Directions:
1. In the Klamath chinook salmon text, what was the principal cause of the 1990 escapement shortfall?
2. Reproduce the passage of the Klamath chinook salmon text between "Figure 7-9. Estimates" and "despite this knowledge.", inclusive.
3. Carry on writing the text on Klamath fall chinook salmon under-escapement from the point where it stops.

Source document:
-- BEGIN --

Since Klamath fall chinook salmon have failed to meet the 35,000 escapement floor set by Amendment IX of the Magnusen Act for three consecutive years beginning in 1990, an overfishing committee was convened by the PFMC. While the report remains in draft at the time of this writing (PFMC, 1993a), preliminary findings are reviewed here to help understand the root causes of low fall chinook escapements to the Klamath basin in recent years. It is acknowledged in Amendment X that some factors leading to under-escapement may not have been related to harvest, and the committee's findings on factors other than fishing are also discussed.
Estimation Methodology and Harvest Management Contributions
The preliminary findings of the overfishing committee are that problems with estimation methodology and harvest management methods have contributed to under-escapement of natural fall chinook spawners (PFMC, 1993a). Pre-season estimates of three year old chinook available for harvest in 1989 through 1991 were high when compared with post season estimates (Figure 7-9). The committee (PFMC, 1993a) concluded that over-estimation of three year old fish allowed overfishing in 1991 and led to under escapement in that year. The prediction of abundance of three year old fall chinook in the ocean from 1985-1992 has been very imprecise, ranging from 31% to 210% of post season estimates (PFMC, 1993a).
Figure 7-9. Estimates of Age 3 Klamath fall chinook salmon before and after fishing seasons from 1985-1991 (Parker, 1993). NOT AVAILABLE IN ELECTRONIC FORMAT
Over estimation of stock abundance has also been shown to be a principal cause of overfishing of Oregon coho and Puget Sound stocks (PFMC, 1992a; 1992b). Estimates for abundance of three year old fall chinook salmon in 1992 showed that escapements below 35,000 could be expected but a fishery was carried out despite this knowledge.
"In 1990, errors in accurately modeling time-and-area fisheries in the ocean were the principal cause of the escapement shortfall" (PFMC, 1993a). The efforts to model fisheries in the Fort Bragg and Coos Bay areas have usually under-predicted impact rates, particularly on fully vulnerable four year old fall chinook salmon (Table 7-3). The seasons in these areas have been partially closed or allowed only short periods of access but the technique appears to have been ineffective in reducing impacts (PFMC, 1993a). The problem seems to arise because of the unpredictable way that fishing effort shifts in response to time and area closures. In 1990, the Coos Bay area had much greater fishing effort during openings than predicted and the catch rate of Klamath fall chinook was much higher than anticipated. The inability to predict impacts of very limited seasons has contributed to a chronic under-estimation of impacts on fully vulnerable 4 year old Klamath fall chinook salmon (Table 7-4). Only in 1992, when commercial salmon trolling was virtually closed in areas managed using the KOHM, did impacts not exceed the target.

-- END --

Source excerpt:
-- BEGIN --

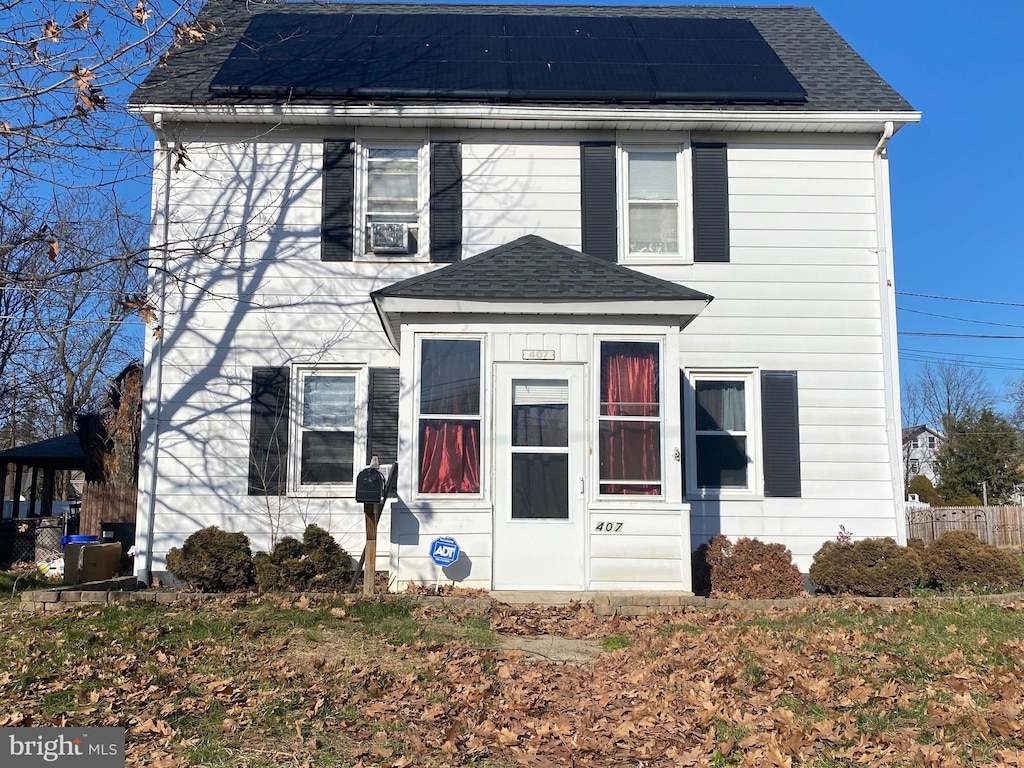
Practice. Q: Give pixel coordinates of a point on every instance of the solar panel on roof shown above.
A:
(505, 56)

-- END --

Answer set:
1. Errors in accurately modeling time-and-area fisheries in the ocean.

2.
Figure 7-9. Estimates of Age 3 Klamath fall chinook salmon before and after fishing seasons from 1985-1991 (Parker, 1993). NOT AVAILABLE IN ELECTRONIC FORMAT
Over estimation of stock abundance has also been shown to be a principal cause of overfishing of Oregon coho and Puget Sound stocks (PFMC, 1992a; 1992b). Estimates for abundance of three year old fall chinook salmon in 1992 showed that escapements below 35,000 could be expected but a fishery was carried out despite this knowledge.

3.
Table 7-4. Preseason estimates of impact of ocean salmon fisheries on Age 4 fall chinook
compared to post season estimates, 1988-1992 (PFMC, 1993).
Year Preseason Target Post Season
Estimate
1988 39% 45%
1989 37.5% 43%
1990 37.5% 61%
1991 16% 22%
1992 8% 4%
Harvest Rate Much Higher For Klamath Sub-basin Stocks
The PFMC Salmon Framework Plan in Amendment IX of the Magnusen Act calls for a 33-34% harvest rate for each brood year, as well as a minimum escapement of 35,000 fish in years of low abundance. Fall chinook salmon for the entire Klamath/Trinity River are managed as an aggregate, but the overfishing committee found that some sub-basin stocks had chronically low escapement rates. Coded wire tagged fall chinook juveniles released as fingerlings from Iron Gate and Trinity River Hatcheries are thought to fairly represent vulnerability to harvest of natural chinook stocks from Klamath sub-basins above Weitchpec and from Trinity River sub-basins, respectively. Analysis of coded wire tag data from fingerlings released at the hatcheries show that stocks from the two basins may have substantially different escapement rates (Table 7-5).
Escapement rates of 33-34% are required for sustained yield even for fish returning to healthy habitat; therefore, low escapements related to harvest threaten the long term productivity of some Klamath fall chinook stocks. Some Klamath sub-basins, such as the Shasta and Scott Rivers, are known to have very poor habitat conditions so may have even greater vulnerability to overfishing. The overfishing committee recognized that the failure to meet the escapement rate for Klamath sub-basin stocks, including all tributaries above the Trinity River, constituted a problem (PFMC, 1993a). Solutions discussed by the committee included reducing ocean harvest rates and shifting the timing of Indian net harvest to target Trinity River Hatchery fish.
Table 7-5. Escapement rates of Klamath sub-basin and Trinity River sub-basin fall
chinook stocks as calculated from survival of hatchery releases of fall chinook fingerlings.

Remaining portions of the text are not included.